● Document section:
::::

New York, Eos, 2004, $16.99, 353pp
New
York, HarperCollins, 2004, $16.99, 280pp
reviewed
in New York Review of Science Fiction 197, January 2005


|
We learn from books; which is probably one of the principal
reasons we read in the first place, though we may not always acknowledge that
fact. What we learn will vary as we grow older, of course, so a favourite book
is likely to take on a very different coloration when we revisit it in later
life. It is the nature of this learning, I think, that is the major difference
in books written for children and those aimed at an adult audience. We may say
that books for children use simpler language, though the two books under review
use language as rich as many adult novels; we may say they eschew darker issues
of sex and violence, but so do many adult novels, and these two at least
acknowledge varying relationships between the sexes; we may say they are
essentially simpler in structure or concept or some such, but these are both
complex works. No, I think the primary difference is that the intended audience
for these books have more to learn and are happier to take all they can
discover from the books they read. We grown-ups like to pretend we are too
sophisticated for all that, so our lessons have to be disguised; but the
readers of these novels will happily devour broad introductions to questions of
what is right and wrong, what we should and should not do in various circumstances,
how to behave.
There are
times, of course, when as an adult we would find either of these books too
didactic, too blatant in its teachings. But in the main the lessons are placed
within a sugar pill of action and adventure, and there is story enough here to
keep most of us reading happily. Of the two, Kenneth Oppel’s Airborn is
the more old-fashioned, a straightforward rite of passage tale laced with
derring-do that would not have been out of place among the children’s novels of
my own youth. All that is different is that the heroine is allowed to be bold,
intelligent and effective in a way that would have been confined to the male
lead in the tales I remember. Other than that it is a yarn of breakneck pace
and ever-new perils indistinguishable from those which have been holding
readers of all ages agog for a century or more. The ingredients are all there:
pirates, shipwreck, exotic creatures; it could have been written by Robert
Louis Stevenson. That the stately galleon whose cabin boy must save the day
against each new threat happens to be an airship rather than a three-master is
the only thing that really separates it from a host of successors to Treasure
Island.

::::

● Things to do:
**1)** In the book review, which novel is called the more old-fashioned of the two?
**2)** Please continue the book review from the point where it stops.

● Stored records:
::::

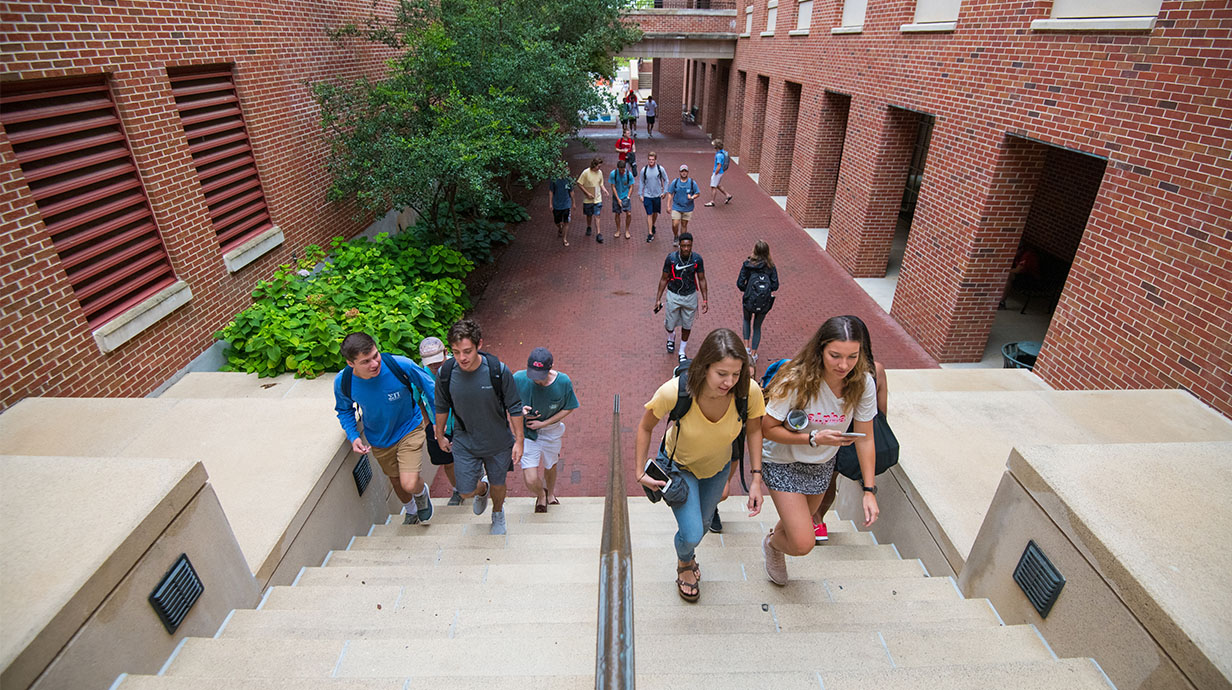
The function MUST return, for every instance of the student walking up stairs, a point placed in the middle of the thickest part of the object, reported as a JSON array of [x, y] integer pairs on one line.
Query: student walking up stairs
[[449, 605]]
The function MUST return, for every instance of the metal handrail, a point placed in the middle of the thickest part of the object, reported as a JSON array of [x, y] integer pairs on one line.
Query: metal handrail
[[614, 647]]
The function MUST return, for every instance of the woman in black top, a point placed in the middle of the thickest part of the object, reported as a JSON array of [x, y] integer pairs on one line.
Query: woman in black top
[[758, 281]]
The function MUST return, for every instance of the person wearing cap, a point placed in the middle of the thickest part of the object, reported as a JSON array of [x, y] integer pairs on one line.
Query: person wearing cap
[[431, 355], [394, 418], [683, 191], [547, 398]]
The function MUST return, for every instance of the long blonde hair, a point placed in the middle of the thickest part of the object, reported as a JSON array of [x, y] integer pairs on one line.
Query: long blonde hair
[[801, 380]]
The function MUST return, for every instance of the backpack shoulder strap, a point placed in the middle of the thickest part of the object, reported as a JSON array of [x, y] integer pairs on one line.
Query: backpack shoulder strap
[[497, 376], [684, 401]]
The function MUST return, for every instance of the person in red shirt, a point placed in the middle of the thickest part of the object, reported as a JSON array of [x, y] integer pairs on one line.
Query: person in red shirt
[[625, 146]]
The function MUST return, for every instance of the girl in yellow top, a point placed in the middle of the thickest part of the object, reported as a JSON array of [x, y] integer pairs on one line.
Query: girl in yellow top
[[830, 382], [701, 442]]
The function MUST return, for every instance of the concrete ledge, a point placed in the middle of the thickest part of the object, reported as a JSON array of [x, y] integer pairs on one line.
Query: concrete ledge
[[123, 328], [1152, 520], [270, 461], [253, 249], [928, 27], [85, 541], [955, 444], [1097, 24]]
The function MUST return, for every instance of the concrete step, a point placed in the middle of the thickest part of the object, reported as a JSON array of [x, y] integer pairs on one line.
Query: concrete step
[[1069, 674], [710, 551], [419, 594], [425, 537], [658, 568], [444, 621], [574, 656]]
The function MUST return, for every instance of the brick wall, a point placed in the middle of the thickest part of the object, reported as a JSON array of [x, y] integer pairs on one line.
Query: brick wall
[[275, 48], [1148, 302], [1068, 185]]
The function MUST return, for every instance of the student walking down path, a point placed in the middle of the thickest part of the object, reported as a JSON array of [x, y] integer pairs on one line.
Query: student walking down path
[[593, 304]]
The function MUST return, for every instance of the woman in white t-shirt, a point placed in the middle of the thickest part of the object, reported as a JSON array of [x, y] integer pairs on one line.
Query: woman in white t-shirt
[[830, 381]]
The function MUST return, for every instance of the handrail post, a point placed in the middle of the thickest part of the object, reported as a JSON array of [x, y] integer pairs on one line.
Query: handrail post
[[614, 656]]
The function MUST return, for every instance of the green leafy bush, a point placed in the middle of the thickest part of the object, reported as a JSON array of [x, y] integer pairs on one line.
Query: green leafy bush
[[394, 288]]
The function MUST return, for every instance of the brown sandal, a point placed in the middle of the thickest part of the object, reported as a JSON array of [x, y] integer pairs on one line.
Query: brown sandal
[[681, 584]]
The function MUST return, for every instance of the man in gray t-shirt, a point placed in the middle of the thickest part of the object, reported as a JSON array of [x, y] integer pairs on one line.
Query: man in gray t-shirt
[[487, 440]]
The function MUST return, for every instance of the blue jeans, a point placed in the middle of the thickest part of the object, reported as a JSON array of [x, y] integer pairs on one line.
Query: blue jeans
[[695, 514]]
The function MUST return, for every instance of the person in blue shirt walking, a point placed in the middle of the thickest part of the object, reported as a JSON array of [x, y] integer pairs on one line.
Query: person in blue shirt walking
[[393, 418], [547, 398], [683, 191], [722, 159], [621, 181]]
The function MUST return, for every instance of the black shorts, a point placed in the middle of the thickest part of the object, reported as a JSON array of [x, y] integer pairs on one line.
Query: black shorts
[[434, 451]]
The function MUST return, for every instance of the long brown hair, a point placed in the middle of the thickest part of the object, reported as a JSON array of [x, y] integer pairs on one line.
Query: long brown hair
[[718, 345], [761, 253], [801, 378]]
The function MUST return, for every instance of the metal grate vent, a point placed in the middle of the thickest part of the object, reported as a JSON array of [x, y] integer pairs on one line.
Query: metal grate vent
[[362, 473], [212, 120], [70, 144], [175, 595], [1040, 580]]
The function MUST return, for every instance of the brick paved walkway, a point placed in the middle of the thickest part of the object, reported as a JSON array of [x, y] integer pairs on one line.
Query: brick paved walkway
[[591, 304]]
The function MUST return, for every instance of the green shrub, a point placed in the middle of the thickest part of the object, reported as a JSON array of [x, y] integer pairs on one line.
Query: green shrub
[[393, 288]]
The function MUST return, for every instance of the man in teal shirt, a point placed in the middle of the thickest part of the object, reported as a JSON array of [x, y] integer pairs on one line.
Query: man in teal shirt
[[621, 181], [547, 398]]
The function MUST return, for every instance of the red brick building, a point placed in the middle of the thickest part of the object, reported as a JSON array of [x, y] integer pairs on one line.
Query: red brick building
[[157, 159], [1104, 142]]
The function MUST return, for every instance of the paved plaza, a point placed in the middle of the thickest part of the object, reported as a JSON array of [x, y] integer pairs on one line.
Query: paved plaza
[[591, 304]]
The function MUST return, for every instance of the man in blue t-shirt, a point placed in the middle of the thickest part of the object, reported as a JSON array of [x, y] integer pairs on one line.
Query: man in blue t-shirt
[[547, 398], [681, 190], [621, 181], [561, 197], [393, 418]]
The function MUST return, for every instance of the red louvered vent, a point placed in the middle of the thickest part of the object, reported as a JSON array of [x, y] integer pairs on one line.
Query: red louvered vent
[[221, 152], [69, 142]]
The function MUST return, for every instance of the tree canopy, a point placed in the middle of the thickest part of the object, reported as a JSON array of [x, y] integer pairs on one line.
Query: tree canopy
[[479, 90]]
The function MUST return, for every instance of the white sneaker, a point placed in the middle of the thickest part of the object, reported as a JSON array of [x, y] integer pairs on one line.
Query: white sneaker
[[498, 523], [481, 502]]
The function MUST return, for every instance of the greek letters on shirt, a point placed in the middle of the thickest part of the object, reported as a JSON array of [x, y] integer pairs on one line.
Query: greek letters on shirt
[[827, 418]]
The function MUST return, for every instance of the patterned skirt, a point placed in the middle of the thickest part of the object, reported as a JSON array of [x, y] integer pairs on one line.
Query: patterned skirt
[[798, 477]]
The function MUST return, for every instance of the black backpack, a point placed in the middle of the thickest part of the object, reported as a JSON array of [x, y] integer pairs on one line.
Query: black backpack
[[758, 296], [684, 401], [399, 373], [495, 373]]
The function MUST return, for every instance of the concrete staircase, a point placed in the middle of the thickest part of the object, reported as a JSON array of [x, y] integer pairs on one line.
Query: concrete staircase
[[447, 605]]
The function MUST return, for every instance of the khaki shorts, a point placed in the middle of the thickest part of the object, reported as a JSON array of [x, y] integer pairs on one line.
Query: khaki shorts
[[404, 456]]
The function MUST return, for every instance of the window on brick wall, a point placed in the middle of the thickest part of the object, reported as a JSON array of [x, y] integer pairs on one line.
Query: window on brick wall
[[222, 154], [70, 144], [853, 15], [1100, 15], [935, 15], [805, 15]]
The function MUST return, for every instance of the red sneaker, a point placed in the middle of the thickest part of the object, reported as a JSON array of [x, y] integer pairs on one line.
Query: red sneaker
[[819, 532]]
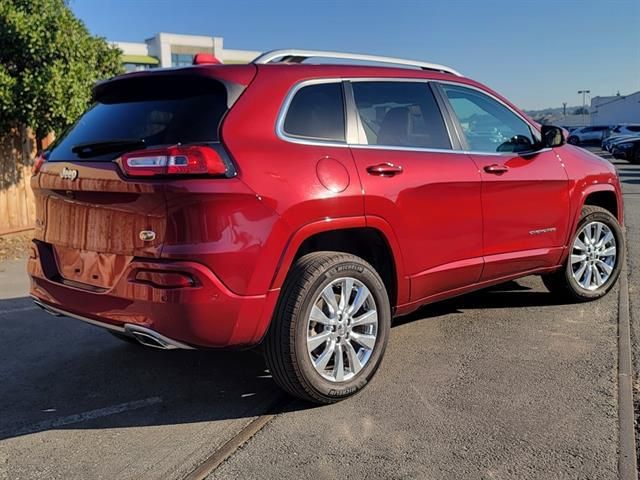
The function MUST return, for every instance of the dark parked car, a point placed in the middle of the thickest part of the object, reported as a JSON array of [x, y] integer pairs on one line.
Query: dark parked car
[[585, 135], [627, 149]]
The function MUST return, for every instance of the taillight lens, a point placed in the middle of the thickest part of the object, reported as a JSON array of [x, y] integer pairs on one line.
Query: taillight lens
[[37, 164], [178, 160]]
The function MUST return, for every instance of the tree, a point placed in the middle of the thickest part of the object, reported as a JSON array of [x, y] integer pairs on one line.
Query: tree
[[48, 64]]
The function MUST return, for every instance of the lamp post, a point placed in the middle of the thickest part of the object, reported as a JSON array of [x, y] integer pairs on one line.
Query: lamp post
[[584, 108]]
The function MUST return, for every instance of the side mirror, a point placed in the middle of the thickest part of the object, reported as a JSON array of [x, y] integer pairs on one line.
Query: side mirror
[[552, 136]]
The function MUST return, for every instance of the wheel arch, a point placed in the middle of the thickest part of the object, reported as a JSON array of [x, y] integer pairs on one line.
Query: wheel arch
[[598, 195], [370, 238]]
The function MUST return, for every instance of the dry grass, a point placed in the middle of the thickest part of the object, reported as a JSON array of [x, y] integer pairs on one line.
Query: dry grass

::::

● Task-by-task results:
**1)** Kenneth Oppel's Airborn

**2)**
We begin with
Matt Cruse dangling on a line from the airship Aurora hundreds of feet above
the Pacific as he attempts to rescue an old man lying injured in the basket of
a hot-air balloon miles from nowhere. The old man dies, leaving a peculiar tale
of unknown flying creatures. A year later, and one of the wealthy passengers
aboard the Aurora is Kate, the spirited young granddaughter of the dead man,
determined to prove his claims about the strange creatures in the face of
scepticism from the scientific establishment. Cabin boy and rich girl form an
unlikely alliance as the Aurora
is first raided by ruthless pirates, then shipwrecked on an uncharted island
which just happens to be the nesting ground of the flying mammals and also the
secret base of the pirates. It is Matt who finds the supply of natural
‘hydrium’ which allows them to re-inflate the airship; and it is Matt and Kate
who, alone, can save the day when the pirates take over the Aurora once more.
It’s a
swashbuckler with a stylish 1930s feel to it (both in the setting and in the
tone of the narrative) and rather obvious messages about loyalty, bravery,
learning to respect one’s rivals and other old-fashioned virtues. Sometimes the
messages feel too blatant, and one does occasionally wonder whether its
intended audience really will get on with the style well enough to absorb the
lessons? It is the sort of novel for young readers that is likely to appeal
most to an older audience, readers for whom it recaptures youth, readers who
feel they are allowed to enjoy a simple adventure story because it’s ‘really’
for kids.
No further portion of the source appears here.